[Region pointing data]
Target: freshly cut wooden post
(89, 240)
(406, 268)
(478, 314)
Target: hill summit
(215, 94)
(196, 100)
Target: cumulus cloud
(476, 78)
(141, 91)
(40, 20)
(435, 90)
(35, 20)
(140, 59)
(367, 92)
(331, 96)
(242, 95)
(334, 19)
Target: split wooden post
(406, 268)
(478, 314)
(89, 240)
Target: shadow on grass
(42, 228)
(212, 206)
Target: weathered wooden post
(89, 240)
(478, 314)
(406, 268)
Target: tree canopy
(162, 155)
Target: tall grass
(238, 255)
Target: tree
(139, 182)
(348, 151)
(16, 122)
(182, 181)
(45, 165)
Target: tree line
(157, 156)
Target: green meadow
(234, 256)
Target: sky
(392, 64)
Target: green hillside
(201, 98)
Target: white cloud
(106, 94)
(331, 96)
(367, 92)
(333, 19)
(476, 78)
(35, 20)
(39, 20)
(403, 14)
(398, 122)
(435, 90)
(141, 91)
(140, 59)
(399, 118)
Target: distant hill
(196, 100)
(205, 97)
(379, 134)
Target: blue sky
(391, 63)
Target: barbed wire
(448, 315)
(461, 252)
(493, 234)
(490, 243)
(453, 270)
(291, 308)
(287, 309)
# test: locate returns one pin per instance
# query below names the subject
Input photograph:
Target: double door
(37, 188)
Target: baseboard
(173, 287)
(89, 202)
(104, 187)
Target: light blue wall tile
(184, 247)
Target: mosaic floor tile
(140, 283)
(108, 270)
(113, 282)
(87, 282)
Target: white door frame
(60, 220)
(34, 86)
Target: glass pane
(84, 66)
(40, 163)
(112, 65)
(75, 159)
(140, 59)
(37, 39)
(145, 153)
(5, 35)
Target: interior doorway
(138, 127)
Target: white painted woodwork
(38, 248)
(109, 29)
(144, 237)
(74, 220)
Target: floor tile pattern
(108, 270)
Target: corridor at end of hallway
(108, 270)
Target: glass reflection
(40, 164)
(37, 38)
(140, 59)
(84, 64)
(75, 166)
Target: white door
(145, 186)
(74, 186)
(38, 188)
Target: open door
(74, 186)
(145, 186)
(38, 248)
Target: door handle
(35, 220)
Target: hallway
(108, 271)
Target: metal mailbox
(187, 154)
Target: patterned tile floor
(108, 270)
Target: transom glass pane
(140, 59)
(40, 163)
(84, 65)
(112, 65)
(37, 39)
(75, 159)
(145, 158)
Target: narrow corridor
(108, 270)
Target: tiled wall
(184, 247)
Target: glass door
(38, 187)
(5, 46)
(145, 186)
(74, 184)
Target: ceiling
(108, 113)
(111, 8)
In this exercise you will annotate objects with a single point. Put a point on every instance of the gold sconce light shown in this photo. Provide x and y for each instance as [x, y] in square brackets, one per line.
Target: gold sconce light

Work to complete:
Each entry needs to be transcribed exactly.

Written solution:
Target: freshly cut wooden post
(89, 240)
(406, 268)
(478, 314)
Target: hill summit
(215, 94)
(196, 100)
Target: cumulus cloud
(476, 78)
(141, 91)
(40, 20)
(435, 90)
(35, 20)
(140, 59)
(367, 92)
(331, 96)
(242, 95)
(334, 19)
Target: split wooden post
(406, 268)
(478, 314)
(89, 240)
Target: shadow on grass
(42, 228)
(212, 206)
Target: weathered wooden post
(89, 240)
(478, 314)
(406, 268)
Target: tree canopy
(162, 155)
Target: tall grass
(238, 255)
Target: tree
(139, 182)
(348, 151)
(16, 122)
(182, 181)
(45, 165)
Target: tree line
(157, 156)
Target: green meadow
(234, 256)
Target: sky
(392, 64)
Target: green hillside
(201, 98)
Target: white cloud
(106, 94)
(331, 96)
(367, 92)
(333, 19)
(476, 78)
(35, 20)
(39, 20)
(403, 14)
(398, 122)
(435, 90)
(141, 91)
(140, 59)
(399, 118)
Target: distant hill
(196, 100)
(205, 97)
(379, 134)
Target: blue sky
(391, 63)
Target: barbed wire
(448, 315)
(461, 252)
(493, 234)
(490, 243)
(453, 270)
(291, 308)
(287, 309)
# test: locate returns one pin per instance
# query below names the subject
Input photograph:
Target: double door
(37, 188)
Target: baseboard
(173, 287)
(89, 202)
(104, 187)
Target: light blue wall tile
(184, 247)
Target: mosaic floor tile
(140, 283)
(108, 270)
(113, 282)
(87, 282)
Target: white door frame
(60, 220)
(34, 86)
Target: glass pane
(84, 66)
(40, 163)
(112, 65)
(75, 159)
(140, 59)
(37, 39)
(145, 153)
(5, 35)
Target: interior doorway
(138, 127)
Target: white painted woodwork
(38, 248)
(109, 29)
(144, 237)
(74, 220)
Target: floor tile pattern
(108, 270)
Target: corridor at end of hallway
(108, 270)
Target: glass reflection
(40, 164)
(37, 38)
(140, 59)
(84, 64)
(75, 166)
Target: white door
(145, 186)
(74, 186)
(38, 188)
Target: open door
(74, 186)
(145, 186)
(38, 248)
Target: door handle
(35, 220)
Target: hallway
(108, 271)
Target: metal mailbox
(187, 154)
Target: patterned tile floor
(108, 270)
Target: transom glass pane
(140, 59)
(40, 163)
(84, 65)
(112, 65)
(37, 39)
(75, 159)
(145, 158)
Target: narrow corridor
(108, 270)
Target: tiled wall
(184, 247)
Target: glass door
(38, 187)
(5, 46)
(145, 186)
(74, 184)
Target: ceiling
(108, 113)
(111, 8)
In this exercise you will annotate objects with a single point. Put a point on every instance of the gold sconce light shown in this photo. Provide x and y for each instance as [x, y] in square brackets, one per line.
Target: gold sconce light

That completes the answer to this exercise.